(Items from a data source)
━━━━━━━━━━
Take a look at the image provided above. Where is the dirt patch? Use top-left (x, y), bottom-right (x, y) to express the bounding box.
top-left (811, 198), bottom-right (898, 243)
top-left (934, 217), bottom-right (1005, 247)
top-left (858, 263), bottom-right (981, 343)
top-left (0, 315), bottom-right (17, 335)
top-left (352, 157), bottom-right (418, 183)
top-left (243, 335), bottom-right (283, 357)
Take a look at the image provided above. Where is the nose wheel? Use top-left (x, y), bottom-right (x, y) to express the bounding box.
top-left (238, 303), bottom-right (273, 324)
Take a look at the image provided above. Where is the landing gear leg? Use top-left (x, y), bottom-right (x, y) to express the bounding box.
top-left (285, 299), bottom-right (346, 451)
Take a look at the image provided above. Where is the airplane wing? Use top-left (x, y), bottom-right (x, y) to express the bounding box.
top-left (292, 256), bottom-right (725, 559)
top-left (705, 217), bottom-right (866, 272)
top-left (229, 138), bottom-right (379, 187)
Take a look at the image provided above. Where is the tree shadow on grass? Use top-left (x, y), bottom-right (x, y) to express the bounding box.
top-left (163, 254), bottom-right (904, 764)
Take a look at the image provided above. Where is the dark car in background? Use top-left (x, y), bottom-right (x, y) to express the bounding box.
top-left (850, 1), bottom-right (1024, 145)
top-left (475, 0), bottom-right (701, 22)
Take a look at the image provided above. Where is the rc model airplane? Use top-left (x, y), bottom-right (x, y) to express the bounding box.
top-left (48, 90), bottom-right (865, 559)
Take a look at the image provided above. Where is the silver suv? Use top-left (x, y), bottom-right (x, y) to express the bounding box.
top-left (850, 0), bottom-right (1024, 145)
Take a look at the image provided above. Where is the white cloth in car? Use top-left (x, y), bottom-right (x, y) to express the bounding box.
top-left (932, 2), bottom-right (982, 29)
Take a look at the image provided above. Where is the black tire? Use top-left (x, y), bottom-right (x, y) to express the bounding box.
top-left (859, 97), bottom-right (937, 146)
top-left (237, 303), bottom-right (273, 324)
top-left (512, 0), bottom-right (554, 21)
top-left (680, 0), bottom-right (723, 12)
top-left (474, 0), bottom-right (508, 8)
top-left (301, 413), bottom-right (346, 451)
━━━━━━━━━━
■ ACTIVITY
Word for word, transcribe each of the entries above.

■ SOLUTION
Take a look at the image provided above. Where is the dirt patch? Use top-left (x, y), bottom-right (x, y) to express the bounding box.
top-left (811, 198), bottom-right (898, 243)
top-left (934, 217), bottom-right (1005, 247)
top-left (858, 263), bottom-right (981, 343)
top-left (0, 315), bottom-right (17, 335)
top-left (352, 157), bottom-right (418, 183)
top-left (243, 335), bottom-right (283, 357)
Take a look at the image provided above. Where is the nose wheel? Use top-left (x, y), bottom-right (x, y) to express the bounding box.
top-left (238, 303), bottom-right (273, 324)
Take a look at the image provided above. Where is the landing gear leg? Use top-left (x, y), bottom-right (x, y) to express the bounding box.
top-left (285, 299), bottom-right (346, 451)
Take a look at the image provided above. Where is the airplane wing? Use top-left (x, y), bottom-right (x, y) to express the bounding box.
top-left (292, 256), bottom-right (725, 559)
top-left (705, 217), bottom-right (866, 272)
top-left (229, 138), bottom-right (379, 187)
Take a look at the image provided above. Where is the tree shadow on grass? Use top-left (x, y), bottom-right (x, y) to express the bounding box.
top-left (163, 254), bottom-right (904, 764)
Take a look at the image provided above. Where is the dark car in background? Use top-left (x, y), bottom-right (x, y) to express the bounding box.
top-left (850, 1), bottom-right (1024, 145)
top-left (475, 0), bottom-right (701, 22)
Take a look at the image provided above. Where is the rc model airplane? Use top-left (x, y), bottom-right (x, y) to express the bounding box.
top-left (48, 90), bottom-right (865, 559)
Take a look at the image provided above. Where is the silver suv? Use top-left (x, y), bottom-right (x, y) to express the bounding box.
top-left (850, 0), bottom-right (1024, 145)
Take a look at the image provided above. Where is the white cloth in car? Use top-left (x, y), bottom-right (x, y) to express the bounding box.
top-left (932, 2), bottom-right (982, 29)
Take a look at the image provided above. Where is the black tire? Use top-left (x, y), bottom-right (x, y) to express the bounding box.
top-left (859, 97), bottom-right (937, 146)
top-left (237, 303), bottom-right (273, 324)
top-left (512, 0), bottom-right (554, 21)
top-left (680, 0), bottom-right (723, 12)
top-left (474, 0), bottom-right (508, 8)
top-left (301, 413), bottom-right (346, 451)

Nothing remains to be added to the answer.